Select every line below that contains the string "antenna", matching case exactly, and copy each one.

________________________________________

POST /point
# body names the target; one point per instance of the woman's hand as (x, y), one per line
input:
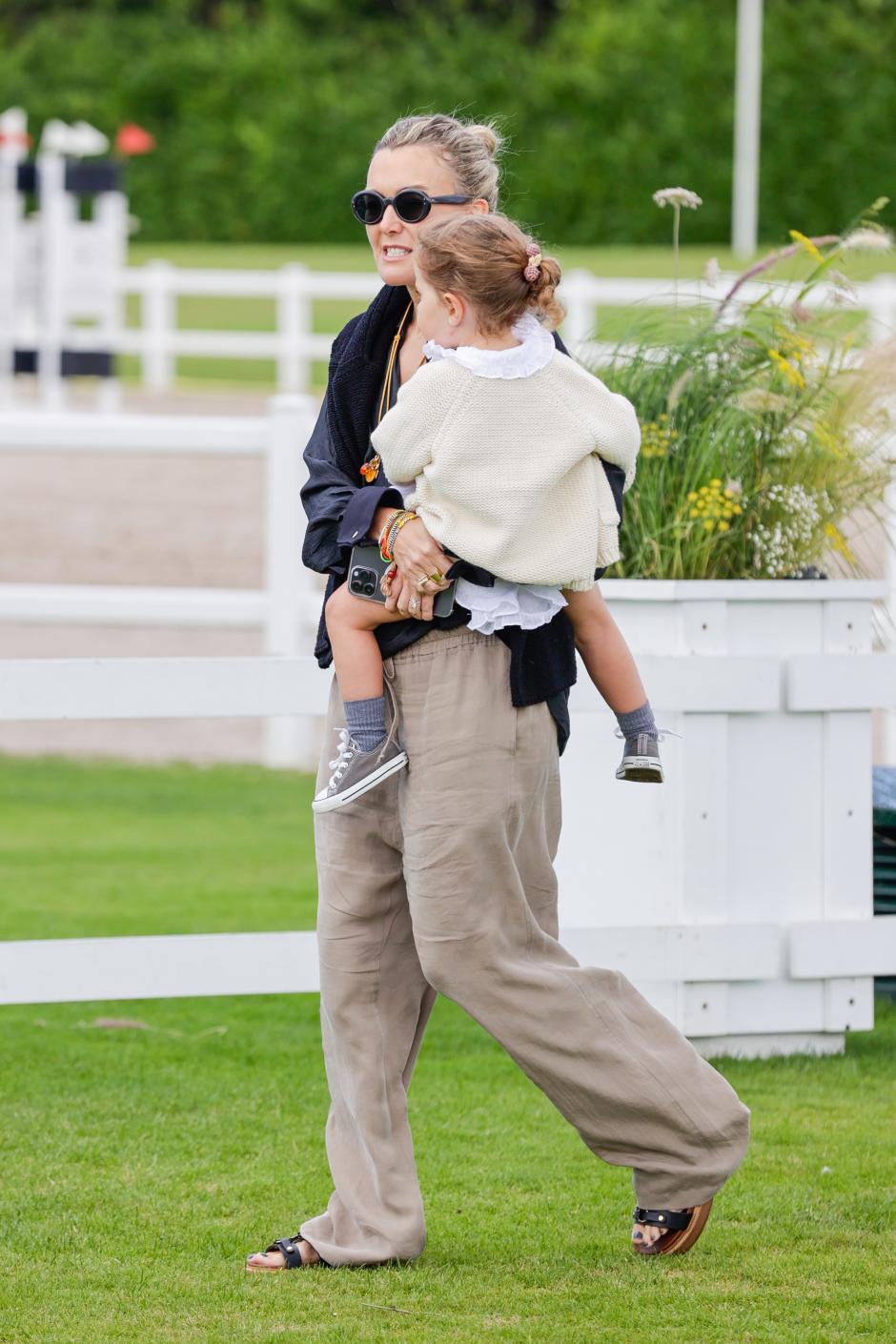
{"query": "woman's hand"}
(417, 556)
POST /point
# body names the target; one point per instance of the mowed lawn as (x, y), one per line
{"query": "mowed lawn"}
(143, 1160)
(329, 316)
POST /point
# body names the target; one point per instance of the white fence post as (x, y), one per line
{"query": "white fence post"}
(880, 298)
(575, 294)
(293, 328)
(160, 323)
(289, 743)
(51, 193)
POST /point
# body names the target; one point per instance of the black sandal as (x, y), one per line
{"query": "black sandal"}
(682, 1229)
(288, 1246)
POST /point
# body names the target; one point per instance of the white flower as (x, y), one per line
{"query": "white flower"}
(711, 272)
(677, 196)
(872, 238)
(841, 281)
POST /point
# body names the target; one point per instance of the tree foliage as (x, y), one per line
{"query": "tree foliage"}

________________________________________

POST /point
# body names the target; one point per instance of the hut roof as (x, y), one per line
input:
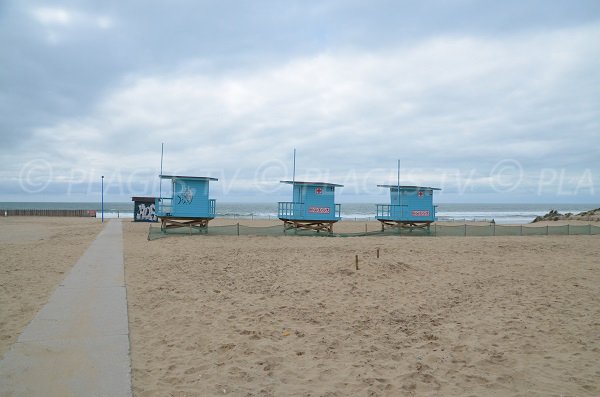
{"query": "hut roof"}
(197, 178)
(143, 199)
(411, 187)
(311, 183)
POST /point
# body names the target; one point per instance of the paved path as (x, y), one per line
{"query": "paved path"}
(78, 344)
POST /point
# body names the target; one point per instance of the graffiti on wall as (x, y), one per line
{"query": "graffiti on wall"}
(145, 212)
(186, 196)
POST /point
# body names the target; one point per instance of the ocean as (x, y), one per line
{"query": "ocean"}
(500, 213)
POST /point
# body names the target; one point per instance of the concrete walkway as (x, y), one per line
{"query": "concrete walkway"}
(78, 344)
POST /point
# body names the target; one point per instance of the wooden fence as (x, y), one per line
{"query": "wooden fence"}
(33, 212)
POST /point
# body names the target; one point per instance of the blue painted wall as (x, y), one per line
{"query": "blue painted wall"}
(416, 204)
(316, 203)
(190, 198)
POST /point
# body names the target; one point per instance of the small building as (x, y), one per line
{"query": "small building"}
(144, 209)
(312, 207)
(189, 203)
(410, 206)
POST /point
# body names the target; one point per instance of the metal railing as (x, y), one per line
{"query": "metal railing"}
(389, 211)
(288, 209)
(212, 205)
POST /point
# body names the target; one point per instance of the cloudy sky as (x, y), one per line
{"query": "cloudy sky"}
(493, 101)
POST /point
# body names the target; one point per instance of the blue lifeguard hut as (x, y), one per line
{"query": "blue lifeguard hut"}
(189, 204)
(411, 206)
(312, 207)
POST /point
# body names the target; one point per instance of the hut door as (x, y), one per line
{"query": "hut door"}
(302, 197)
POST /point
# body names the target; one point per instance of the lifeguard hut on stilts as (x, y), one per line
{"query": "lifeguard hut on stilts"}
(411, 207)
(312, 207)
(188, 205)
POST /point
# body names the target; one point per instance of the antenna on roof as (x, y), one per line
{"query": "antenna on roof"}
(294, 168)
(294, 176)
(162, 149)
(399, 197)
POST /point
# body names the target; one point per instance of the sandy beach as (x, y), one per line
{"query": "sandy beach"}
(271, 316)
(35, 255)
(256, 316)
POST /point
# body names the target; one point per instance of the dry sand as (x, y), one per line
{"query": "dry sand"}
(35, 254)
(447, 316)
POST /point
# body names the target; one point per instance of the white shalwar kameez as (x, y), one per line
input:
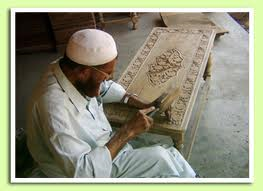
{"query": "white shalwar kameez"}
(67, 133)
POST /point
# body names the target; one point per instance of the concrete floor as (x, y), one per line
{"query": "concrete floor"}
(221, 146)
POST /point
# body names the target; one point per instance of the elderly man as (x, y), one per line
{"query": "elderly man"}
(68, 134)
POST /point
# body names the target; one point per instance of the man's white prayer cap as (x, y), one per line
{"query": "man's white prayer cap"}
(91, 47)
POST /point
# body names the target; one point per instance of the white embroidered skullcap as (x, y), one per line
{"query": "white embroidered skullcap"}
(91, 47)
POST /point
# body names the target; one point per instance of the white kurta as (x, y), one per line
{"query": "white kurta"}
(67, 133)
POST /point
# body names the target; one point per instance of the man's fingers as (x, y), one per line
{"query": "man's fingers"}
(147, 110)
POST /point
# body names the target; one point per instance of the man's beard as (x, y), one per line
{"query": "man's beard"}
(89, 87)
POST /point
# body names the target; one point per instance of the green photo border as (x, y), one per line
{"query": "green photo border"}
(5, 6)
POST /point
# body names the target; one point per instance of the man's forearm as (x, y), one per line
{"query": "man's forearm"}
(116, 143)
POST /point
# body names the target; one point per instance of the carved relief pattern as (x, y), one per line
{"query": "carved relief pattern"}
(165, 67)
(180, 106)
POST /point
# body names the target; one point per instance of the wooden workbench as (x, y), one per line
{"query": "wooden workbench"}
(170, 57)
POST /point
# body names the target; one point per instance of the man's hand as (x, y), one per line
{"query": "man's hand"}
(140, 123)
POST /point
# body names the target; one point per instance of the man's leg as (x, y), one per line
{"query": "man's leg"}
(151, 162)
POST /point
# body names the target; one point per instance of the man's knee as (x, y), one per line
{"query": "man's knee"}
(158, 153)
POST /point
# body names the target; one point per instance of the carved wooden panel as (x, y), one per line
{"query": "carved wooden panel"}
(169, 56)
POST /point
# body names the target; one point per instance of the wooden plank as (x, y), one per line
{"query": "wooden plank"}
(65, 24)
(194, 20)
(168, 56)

________________________________________

## The completed task
# body names the target; one point per instance of the antenna on roof as (x, y), one per line
{"query": "antenna on roof"}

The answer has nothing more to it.